OGJ Newsletter

Feb. 23, 2015
International news for oil and gas professionals

GENERAL INTERESTQuick Takes

Senators lead call for crude exports to Mexico

US Sens. Lisa Murkowski (R-Alas.) and Heidi Heitkamp (D-ND) led a coalition asking US Sec. of Commerce Penny Pritzker in a Feb. 18 letter to encourage the administration to authorize crude oil exports to Mexico under the same conditions established for those to Canada.

They cited recent news reports that Mexico's Petroleos Mexicanos (Pemex) applied to swap Mexican heavy oil for light US crude. "We encourage [DOC] to approve any such applications it may receive from adjacent foreign states, such as Mexico."

Nineteen Senate Republicans also signed the letter. It noted that the 1975 Energy Policy and Conservation Act and other relevant statutes clearly authorize swaps and exchanges. "These potential transactions are in the national interest and, if applied for, should be authorized without delay," it said.

In a separate statement, Murkowski, who chairs the Energy and Natural Resources Committee, said US President Ronald Reagan authorized US crude exports to Canada 30 years ago, which contributed to lower consumer prices and greater domestic energy production. "Mexico deserves the same treatment," she said.

"Just as we have strong partnerships with our neighbors to the north in terms of petroleum and natural gas production, we need to be making concerted efforts to reduce barriers that hinder the growth of our existing relationship with Mexico," added Heitkamp, who is ranking minority member of the Banking, Housing, and Urban Affairs Committee's National Security and International Trade and Finance Subcommittee. "This way, we can keep working to develop resources in the Gulf of Mexico and make sure the exchange of energy data isn't upended by undue red-tape," she said.

BLM seeking comments on Pinedale Anticline report

The US Bureau of Land Management's Pinedale Anticline Project Office (PAPO) is seeking public comments on a 2014 acoustic noise report on sound levels at 19 Greater Sage Grouse leks-places where males gather to attract females during mating season-in western Wyoming's Pinedale Anticline natural gas field.

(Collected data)
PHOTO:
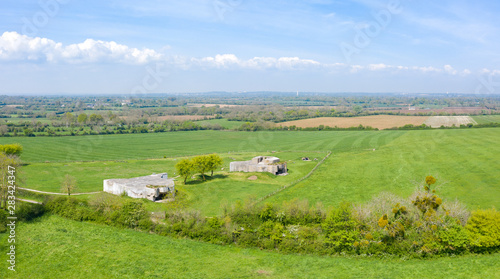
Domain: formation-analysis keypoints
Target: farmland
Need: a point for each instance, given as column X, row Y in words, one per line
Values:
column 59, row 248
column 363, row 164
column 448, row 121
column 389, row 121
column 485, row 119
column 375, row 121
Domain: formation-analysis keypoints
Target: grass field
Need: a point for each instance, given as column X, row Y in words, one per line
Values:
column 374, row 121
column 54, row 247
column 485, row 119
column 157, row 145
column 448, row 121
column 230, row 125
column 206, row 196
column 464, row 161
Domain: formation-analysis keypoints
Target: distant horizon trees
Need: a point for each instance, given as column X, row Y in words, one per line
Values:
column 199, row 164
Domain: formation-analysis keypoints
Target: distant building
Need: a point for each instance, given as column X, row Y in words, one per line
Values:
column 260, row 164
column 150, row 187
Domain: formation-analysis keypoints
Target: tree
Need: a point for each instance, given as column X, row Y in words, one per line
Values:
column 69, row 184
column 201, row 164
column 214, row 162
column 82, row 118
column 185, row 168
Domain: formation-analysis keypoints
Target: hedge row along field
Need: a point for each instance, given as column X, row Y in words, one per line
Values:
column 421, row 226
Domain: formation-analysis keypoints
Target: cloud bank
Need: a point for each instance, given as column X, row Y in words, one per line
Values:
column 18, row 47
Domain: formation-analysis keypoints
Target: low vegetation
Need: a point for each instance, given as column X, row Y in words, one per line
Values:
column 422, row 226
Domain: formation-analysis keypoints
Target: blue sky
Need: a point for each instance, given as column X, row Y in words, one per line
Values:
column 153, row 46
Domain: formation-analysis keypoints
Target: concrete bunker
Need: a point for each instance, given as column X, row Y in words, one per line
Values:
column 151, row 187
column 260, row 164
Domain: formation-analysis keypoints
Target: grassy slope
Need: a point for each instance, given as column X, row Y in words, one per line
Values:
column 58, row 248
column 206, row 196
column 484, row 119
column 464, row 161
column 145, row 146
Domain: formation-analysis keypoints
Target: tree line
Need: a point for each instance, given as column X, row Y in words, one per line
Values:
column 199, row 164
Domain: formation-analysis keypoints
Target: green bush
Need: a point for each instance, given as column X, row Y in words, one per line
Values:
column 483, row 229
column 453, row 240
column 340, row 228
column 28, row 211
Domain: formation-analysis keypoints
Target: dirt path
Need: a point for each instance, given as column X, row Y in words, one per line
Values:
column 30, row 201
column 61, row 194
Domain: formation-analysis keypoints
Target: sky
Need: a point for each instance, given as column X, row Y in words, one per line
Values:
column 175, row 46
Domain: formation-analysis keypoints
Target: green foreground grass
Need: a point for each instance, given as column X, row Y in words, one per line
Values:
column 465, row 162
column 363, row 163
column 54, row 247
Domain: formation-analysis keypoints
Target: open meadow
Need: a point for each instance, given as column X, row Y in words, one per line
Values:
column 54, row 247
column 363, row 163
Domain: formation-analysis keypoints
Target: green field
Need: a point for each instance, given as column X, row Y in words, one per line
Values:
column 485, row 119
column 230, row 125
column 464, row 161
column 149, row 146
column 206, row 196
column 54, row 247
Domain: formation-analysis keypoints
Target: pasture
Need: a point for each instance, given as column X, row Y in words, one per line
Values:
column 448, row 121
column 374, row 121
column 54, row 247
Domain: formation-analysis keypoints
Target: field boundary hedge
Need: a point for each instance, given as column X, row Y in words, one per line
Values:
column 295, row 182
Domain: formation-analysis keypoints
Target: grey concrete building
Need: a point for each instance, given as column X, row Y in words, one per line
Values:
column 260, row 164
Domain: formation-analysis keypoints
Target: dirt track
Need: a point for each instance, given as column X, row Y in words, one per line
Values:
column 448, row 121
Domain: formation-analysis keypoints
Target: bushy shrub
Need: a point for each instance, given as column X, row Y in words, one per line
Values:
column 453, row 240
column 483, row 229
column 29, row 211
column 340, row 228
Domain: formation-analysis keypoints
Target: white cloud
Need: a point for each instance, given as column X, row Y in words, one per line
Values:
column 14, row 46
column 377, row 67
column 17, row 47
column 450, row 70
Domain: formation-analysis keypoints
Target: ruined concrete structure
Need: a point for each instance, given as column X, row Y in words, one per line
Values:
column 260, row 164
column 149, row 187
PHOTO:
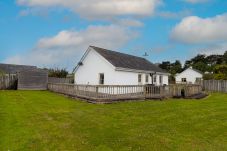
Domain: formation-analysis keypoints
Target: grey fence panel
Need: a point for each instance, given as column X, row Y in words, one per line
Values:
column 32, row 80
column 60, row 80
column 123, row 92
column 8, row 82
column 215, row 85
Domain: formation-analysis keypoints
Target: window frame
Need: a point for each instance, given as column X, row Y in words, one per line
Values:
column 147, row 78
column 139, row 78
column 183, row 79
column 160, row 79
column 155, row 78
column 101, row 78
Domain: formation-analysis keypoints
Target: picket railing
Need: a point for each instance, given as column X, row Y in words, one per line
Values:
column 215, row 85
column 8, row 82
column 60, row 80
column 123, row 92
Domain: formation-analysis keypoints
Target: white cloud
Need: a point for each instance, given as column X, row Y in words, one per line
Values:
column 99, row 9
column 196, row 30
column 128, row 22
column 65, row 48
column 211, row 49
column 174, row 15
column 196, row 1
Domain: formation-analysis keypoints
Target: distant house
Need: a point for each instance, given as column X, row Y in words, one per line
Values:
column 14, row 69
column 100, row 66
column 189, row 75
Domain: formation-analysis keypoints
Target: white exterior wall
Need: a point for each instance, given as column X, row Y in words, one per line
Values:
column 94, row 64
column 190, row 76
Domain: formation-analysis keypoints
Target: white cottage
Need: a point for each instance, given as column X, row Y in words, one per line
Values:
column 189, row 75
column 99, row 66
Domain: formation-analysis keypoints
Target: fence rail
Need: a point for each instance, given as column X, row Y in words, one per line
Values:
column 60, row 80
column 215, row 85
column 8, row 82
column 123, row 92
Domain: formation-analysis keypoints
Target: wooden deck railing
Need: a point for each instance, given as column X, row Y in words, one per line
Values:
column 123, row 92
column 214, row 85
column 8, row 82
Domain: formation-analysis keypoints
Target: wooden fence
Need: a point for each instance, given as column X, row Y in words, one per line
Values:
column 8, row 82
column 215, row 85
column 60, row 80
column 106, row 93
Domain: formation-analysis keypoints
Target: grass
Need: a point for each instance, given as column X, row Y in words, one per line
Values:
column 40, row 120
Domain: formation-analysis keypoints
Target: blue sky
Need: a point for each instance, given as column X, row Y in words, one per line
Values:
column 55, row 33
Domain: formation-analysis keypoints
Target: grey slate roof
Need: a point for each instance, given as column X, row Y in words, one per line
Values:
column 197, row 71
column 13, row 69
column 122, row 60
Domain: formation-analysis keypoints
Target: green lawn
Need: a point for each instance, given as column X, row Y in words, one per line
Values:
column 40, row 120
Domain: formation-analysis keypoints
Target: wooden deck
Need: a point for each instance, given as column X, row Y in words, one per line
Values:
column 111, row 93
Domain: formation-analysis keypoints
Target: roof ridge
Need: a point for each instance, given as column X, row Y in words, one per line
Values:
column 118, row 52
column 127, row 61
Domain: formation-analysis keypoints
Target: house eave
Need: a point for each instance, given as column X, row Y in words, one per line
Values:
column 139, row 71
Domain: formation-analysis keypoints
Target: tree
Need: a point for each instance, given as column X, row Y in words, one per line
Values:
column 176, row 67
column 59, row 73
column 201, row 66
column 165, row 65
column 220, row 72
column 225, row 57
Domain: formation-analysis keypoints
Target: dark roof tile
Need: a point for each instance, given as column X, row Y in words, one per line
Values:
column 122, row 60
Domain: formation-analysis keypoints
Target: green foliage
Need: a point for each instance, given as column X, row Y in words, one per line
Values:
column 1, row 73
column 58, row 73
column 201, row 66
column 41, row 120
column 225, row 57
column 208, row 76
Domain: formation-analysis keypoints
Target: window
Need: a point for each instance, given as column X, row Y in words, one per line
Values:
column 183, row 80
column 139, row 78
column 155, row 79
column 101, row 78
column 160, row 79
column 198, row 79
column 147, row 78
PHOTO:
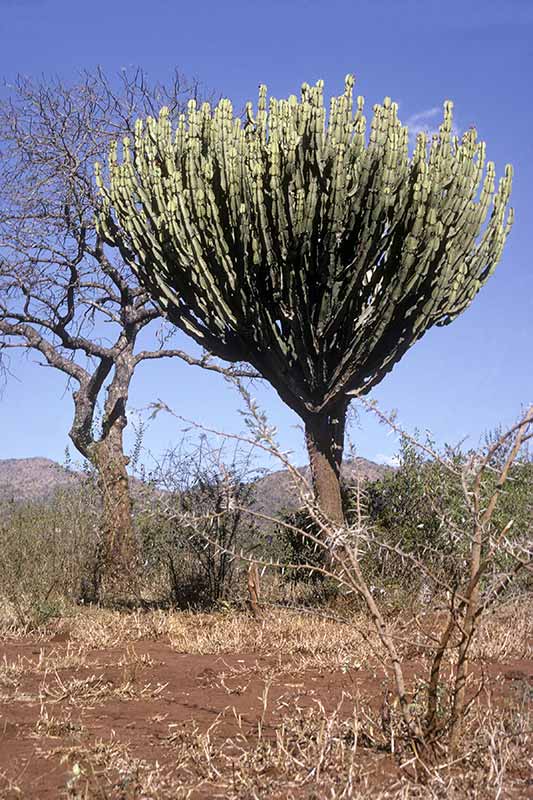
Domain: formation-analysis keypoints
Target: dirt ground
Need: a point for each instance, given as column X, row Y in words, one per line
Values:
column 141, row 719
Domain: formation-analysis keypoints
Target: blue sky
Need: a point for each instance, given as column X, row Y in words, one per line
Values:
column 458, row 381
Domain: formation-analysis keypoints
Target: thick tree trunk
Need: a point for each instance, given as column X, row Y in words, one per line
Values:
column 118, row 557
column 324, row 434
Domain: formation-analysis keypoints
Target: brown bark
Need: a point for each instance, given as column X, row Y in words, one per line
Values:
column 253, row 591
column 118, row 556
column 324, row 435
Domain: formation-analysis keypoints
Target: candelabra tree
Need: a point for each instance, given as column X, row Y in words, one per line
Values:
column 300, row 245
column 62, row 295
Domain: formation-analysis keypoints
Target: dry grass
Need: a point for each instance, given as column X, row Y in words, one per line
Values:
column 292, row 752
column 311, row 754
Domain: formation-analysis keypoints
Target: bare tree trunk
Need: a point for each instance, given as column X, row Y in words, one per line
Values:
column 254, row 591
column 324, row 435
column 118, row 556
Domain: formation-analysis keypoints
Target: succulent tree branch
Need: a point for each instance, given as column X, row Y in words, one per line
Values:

● **What is required**
Write out the entire OGJ newsletter excerpt word for word, with no changes.

● **Complete response**
OGJ Newsletter

Feb. 23, 2015
International news for oil and gas professionals

GENERAL INTERESTQuick Takes

Senators lead call for crude exports to Mexico

US Sens. Lisa Murkowski (R-Alas.) and Heidi Heitkamp (D-ND) led a coalition asking US Sec. of Commerce Penny Pritzker in a Feb. 18 letter to encourage the administration to authorize crude oil exports to Mexico under the same conditions established for those to Canada.

They cited recent news reports that Mexico's Petroleos Mexicanos (Pemex) applied to swap Mexican heavy oil for light US crude. "We encourage [DOC] to approve any such applications it may receive from adjacent foreign states, such as Mexico."

Nineteen Senate Republicans also signed the letter. It noted that the 1975 Energy Policy and Conservation Act and other relevant statutes clearly authorize swaps and exchanges. "These potential transactions are in the national interest and, if applied for, should be authorized without delay," it said.

In a separate statement, Murkowski, who chairs the Energy and Natural Resources Committee, said US President Ronald Reagan authorized US crude exports to Canada 30 years ago, which contributed to lower consumer prices and greater domestic energy production. "Mexico deserves the same treatment," she said.

"Just as we have strong partnerships with our neighbors to the north in terms of petroleum and natural gas production, we need to be making concerted efforts to reduce barriers that hinder the growth of our existing relationship with Mexico," added Heitkamp, who is ranking minority member of the Banking, Housing, and Urban Affairs Committee's National Security and International Trade and Finance Subcommittee. "This way, we can keep working to develop resources in the Gulf of Mexico and make sure the exchange of energy data isn't upended by undue red-tape," she said.

BLM seeking comments on Pinedale Anticline report

The US Bureau of Land Management's Pinedale Anticline Project Office (PAPO) is seeking public comments on a 2014 acoustic noise report on sound levels at 19 Greater Sage Grouse leks-places where males gather to attract females during mating season-in western Wyoming's Pinedale Anticline natural gas field.